REQUIREMENT –
Every line of the data below that holds the string "water" needs to be reported.

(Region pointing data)
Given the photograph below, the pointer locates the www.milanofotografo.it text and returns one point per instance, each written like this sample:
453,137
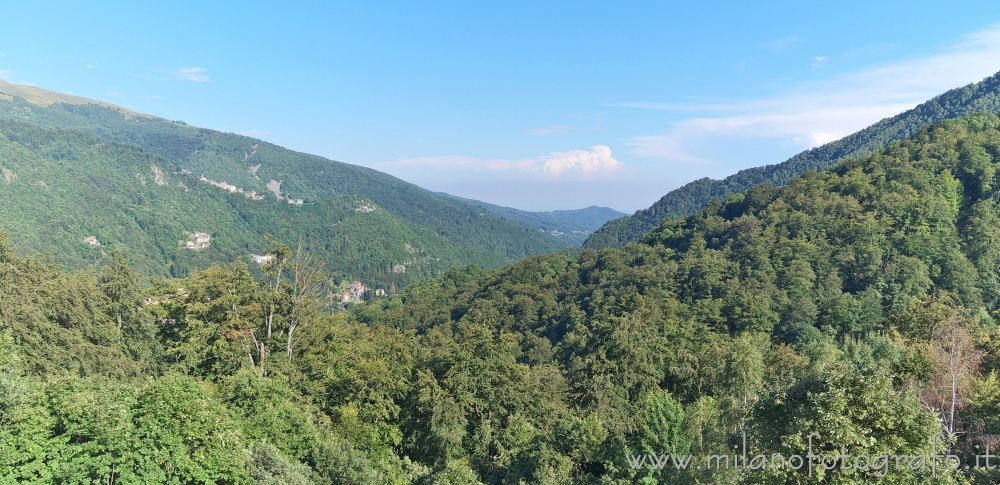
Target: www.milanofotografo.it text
815,460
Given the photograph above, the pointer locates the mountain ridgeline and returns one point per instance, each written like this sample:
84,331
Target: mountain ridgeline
73,169
851,313
570,225
983,96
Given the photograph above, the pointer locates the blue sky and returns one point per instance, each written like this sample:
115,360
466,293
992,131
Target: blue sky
534,105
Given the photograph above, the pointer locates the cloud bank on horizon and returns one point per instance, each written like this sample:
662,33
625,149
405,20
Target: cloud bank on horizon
574,163
819,112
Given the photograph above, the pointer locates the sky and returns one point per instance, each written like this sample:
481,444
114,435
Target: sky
533,105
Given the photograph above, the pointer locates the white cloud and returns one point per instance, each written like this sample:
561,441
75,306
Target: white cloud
580,162
186,73
598,159
818,113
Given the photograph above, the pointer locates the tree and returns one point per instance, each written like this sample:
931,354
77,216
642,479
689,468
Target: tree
954,369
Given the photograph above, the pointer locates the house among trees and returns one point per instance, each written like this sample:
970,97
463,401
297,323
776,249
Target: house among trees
262,259
198,240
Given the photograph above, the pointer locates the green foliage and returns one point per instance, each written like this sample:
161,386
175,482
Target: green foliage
141,186
983,96
852,308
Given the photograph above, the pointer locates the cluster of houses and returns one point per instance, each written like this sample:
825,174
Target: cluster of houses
358,292
198,240
232,188
262,259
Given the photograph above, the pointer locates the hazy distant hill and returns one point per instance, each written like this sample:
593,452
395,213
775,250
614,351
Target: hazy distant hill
70,169
573,225
983,96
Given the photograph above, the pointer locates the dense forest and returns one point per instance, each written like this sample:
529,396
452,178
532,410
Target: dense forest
851,313
983,96
573,226
142,185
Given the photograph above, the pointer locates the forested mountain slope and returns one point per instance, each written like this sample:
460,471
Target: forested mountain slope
141,184
983,96
852,311
831,306
573,225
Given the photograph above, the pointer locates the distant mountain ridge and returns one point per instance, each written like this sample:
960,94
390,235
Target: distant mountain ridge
573,225
71,169
983,96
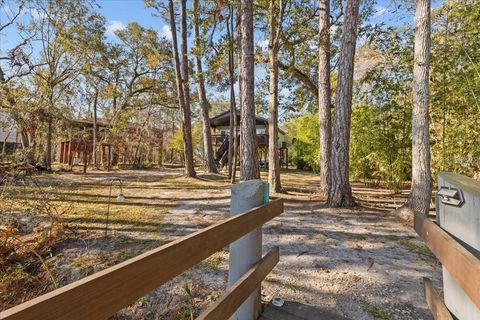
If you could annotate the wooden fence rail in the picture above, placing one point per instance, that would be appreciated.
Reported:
(102, 294)
(460, 263)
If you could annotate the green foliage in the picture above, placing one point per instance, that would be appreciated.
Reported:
(304, 140)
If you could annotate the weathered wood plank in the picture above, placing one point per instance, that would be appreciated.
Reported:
(104, 293)
(236, 294)
(434, 302)
(460, 263)
(295, 310)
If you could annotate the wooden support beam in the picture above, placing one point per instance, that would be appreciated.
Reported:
(101, 295)
(460, 263)
(236, 294)
(434, 301)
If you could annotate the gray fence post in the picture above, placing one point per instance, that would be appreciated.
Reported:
(246, 251)
(457, 204)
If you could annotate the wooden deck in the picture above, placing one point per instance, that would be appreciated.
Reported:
(297, 311)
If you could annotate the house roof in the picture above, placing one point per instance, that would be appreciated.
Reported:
(223, 119)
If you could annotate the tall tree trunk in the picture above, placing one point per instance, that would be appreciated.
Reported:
(182, 99)
(340, 193)
(187, 116)
(274, 29)
(210, 166)
(95, 130)
(233, 108)
(421, 190)
(249, 166)
(324, 99)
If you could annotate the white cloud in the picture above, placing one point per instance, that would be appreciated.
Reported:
(114, 25)
(380, 11)
(166, 32)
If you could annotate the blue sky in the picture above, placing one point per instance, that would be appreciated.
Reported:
(119, 13)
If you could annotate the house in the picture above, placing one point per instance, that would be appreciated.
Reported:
(220, 129)
(131, 147)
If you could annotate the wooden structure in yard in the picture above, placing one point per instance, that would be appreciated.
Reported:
(220, 129)
(101, 295)
(461, 261)
(77, 146)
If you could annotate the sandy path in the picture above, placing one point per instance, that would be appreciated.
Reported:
(359, 263)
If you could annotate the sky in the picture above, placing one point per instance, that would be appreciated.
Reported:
(118, 13)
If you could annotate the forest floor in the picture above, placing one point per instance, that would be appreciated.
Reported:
(362, 263)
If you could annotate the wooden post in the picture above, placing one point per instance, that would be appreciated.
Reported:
(247, 251)
(286, 157)
(85, 157)
(108, 158)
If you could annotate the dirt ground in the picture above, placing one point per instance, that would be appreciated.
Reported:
(362, 263)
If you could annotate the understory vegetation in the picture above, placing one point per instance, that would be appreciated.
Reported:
(380, 148)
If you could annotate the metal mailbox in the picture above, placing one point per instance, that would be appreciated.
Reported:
(458, 213)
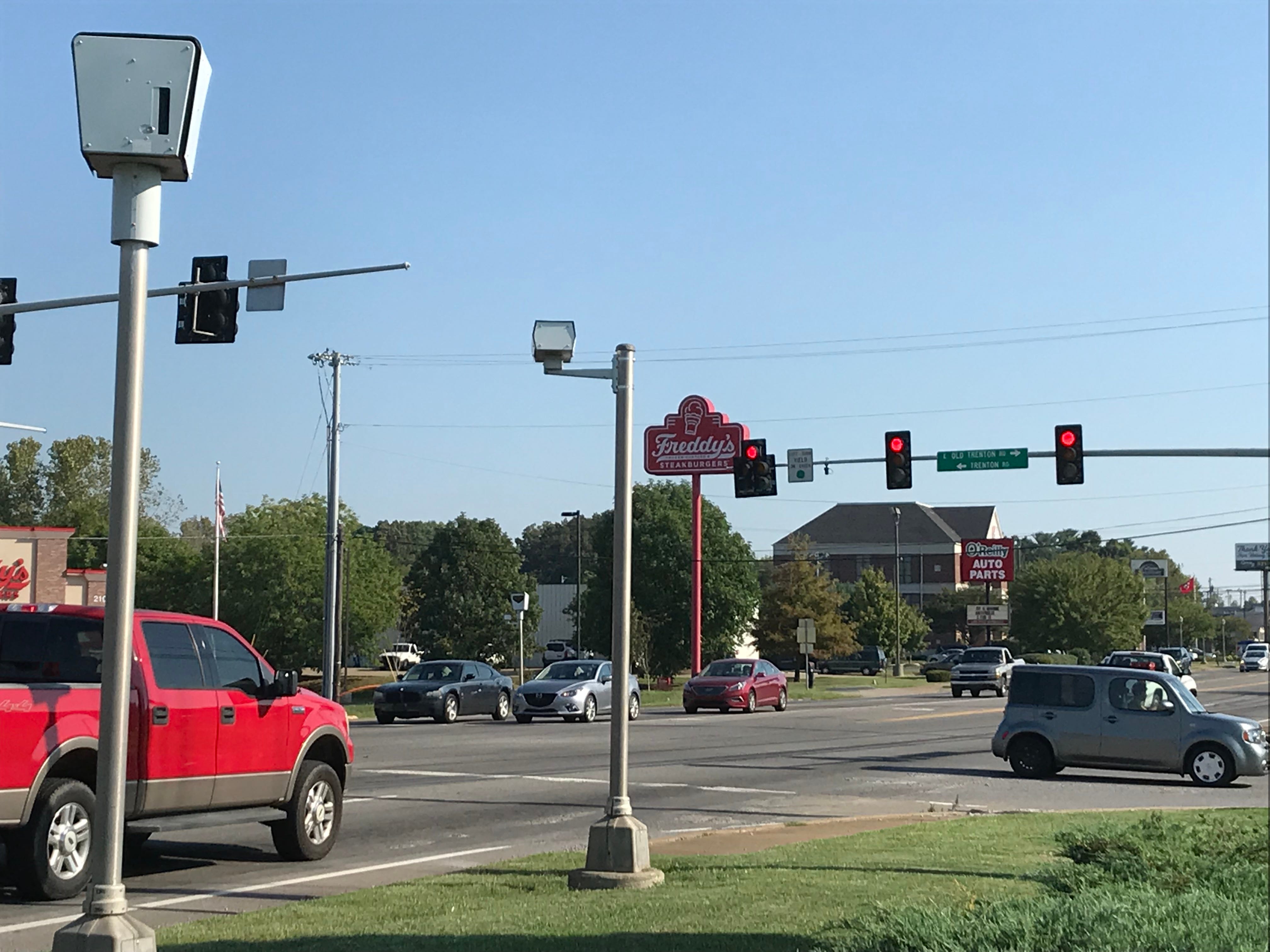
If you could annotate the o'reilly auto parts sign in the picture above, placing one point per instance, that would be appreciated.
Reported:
(1251, 557)
(987, 560)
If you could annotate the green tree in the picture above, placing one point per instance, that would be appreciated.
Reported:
(870, 609)
(1078, 601)
(549, 550)
(22, 484)
(272, 581)
(458, 592)
(796, 589)
(661, 578)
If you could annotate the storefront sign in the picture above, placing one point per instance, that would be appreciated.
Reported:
(698, 440)
(987, 560)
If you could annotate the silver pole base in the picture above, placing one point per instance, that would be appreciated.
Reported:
(105, 933)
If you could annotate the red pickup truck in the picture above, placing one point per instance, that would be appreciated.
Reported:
(213, 727)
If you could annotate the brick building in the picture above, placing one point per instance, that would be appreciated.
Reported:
(33, 569)
(855, 536)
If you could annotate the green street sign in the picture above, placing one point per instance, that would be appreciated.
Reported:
(966, 460)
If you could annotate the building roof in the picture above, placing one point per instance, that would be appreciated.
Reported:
(868, 524)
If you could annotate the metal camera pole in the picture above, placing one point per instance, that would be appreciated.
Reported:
(135, 229)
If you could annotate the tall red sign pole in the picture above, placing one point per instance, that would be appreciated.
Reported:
(696, 574)
(694, 442)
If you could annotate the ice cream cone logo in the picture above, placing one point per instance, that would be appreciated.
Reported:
(693, 413)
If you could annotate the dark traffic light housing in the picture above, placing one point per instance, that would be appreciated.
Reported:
(900, 460)
(753, 473)
(1070, 455)
(8, 322)
(210, 316)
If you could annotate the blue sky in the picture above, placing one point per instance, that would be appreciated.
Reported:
(684, 176)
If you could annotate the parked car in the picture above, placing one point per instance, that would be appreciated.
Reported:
(1183, 655)
(1151, 662)
(868, 660)
(402, 657)
(558, 652)
(445, 691)
(983, 669)
(944, 660)
(214, 727)
(1255, 658)
(1067, 717)
(737, 685)
(576, 691)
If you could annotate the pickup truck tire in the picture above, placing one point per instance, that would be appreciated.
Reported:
(314, 813)
(1032, 757)
(49, 858)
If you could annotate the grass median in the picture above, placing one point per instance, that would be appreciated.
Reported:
(1042, 883)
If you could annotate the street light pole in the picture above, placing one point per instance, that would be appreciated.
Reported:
(897, 668)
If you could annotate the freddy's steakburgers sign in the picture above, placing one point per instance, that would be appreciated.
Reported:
(987, 560)
(696, 440)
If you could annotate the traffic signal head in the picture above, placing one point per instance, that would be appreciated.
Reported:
(211, 316)
(900, 460)
(1070, 455)
(753, 473)
(8, 322)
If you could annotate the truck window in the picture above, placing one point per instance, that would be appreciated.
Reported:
(173, 657)
(44, 649)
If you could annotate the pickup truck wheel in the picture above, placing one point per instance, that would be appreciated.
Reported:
(313, 814)
(1032, 758)
(50, 856)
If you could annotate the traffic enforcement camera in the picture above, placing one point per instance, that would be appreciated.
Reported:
(1070, 455)
(900, 460)
(209, 316)
(753, 473)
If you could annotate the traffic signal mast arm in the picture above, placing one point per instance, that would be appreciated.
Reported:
(181, 290)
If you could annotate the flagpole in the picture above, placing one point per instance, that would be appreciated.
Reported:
(216, 558)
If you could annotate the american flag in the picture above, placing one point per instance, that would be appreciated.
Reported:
(220, 509)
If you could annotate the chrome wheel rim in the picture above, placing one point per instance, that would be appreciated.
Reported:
(69, 836)
(1210, 767)
(319, 813)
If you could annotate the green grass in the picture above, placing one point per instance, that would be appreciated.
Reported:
(830, 894)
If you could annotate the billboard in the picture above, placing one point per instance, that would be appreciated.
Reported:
(987, 560)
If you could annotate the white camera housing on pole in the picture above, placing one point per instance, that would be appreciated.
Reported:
(140, 101)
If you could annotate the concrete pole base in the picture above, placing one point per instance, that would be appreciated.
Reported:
(105, 933)
(616, 857)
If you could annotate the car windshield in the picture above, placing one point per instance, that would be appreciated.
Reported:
(983, 655)
(436, 671)
(728, 669)
(569, 671)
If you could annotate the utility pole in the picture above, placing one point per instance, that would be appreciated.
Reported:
(331, 620)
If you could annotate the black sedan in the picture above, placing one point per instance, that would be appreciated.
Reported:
(445, 691)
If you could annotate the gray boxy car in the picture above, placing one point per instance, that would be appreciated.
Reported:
(1127, 720)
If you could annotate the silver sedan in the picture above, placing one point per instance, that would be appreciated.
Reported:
(576, 691)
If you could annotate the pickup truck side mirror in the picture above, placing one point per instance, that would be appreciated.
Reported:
(286, 683)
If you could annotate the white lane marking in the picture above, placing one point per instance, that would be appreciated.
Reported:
(266, 887)
(713, 789)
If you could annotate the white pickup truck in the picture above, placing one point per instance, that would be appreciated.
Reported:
(402, 657)
(983, 669)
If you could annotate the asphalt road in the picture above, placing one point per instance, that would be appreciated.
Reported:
(430, 799)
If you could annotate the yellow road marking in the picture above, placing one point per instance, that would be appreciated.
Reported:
(949, 714)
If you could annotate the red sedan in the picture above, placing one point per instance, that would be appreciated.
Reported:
(737, 685)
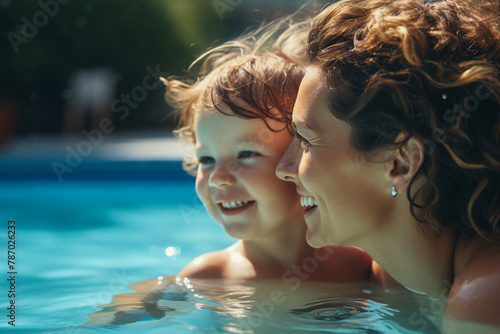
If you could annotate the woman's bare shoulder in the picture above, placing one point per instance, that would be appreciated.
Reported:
(475, 294)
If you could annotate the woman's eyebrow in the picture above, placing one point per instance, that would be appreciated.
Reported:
(303, 127)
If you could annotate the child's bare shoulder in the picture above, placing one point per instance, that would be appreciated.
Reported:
(209, 266)
(342, 264)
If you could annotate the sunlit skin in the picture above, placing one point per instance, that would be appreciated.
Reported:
(237, 184)
(355, 206)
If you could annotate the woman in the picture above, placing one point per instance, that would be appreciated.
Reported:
(397, 144)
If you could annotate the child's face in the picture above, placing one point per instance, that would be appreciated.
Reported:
(236, 180)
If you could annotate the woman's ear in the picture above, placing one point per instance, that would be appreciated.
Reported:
(405, 162)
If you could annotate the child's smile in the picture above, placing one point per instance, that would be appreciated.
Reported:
(235, 178)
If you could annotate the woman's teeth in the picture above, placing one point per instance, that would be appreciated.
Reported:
(308, 201)
(233, 205)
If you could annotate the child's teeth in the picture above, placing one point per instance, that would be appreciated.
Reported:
(308, 201)
(233, 204)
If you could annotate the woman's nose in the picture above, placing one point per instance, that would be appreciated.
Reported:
(222, 175)
(287, 167)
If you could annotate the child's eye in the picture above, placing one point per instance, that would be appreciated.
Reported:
(248, 154)
(303, 142)
(206, 160)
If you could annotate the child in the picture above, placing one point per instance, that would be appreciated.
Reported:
(236, 114)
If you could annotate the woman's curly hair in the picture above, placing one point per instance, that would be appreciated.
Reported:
(255, 76)
(430, 70)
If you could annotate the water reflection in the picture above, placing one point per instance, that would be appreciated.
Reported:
(265, 307)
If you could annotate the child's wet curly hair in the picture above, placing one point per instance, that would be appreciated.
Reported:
(255, 76)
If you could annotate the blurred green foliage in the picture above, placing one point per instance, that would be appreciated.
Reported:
(122, 35)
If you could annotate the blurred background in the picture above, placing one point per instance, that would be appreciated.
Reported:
(67, 64)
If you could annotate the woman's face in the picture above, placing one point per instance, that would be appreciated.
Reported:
(351, 194)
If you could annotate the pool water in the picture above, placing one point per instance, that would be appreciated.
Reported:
(95, 256)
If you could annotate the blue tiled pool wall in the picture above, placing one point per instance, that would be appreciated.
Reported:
(27, 168)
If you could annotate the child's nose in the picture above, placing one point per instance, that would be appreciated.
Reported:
(287, 167)
(222, 176)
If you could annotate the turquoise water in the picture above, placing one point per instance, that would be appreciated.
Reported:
(89, 253)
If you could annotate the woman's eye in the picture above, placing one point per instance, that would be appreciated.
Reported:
(303, 142)
(206, 160)
(248, 154)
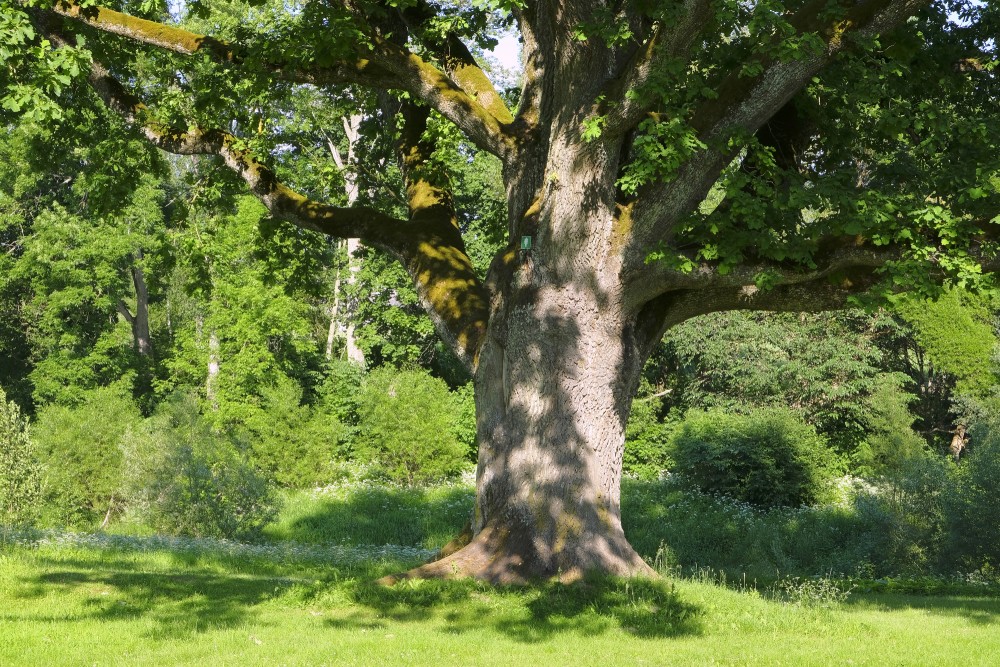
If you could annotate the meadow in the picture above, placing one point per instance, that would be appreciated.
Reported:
(307, 596)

YOUR SOLUTION –
If you could annotate the water reflection in the picture above, placing one point per instance, that would be appreciated.
If you could annotate the pool water in the picture above, placing one point per instance, that would be appreciated.
If you could annotate the turquoise water in the picture above, placing one point per instance, that would be appreciated.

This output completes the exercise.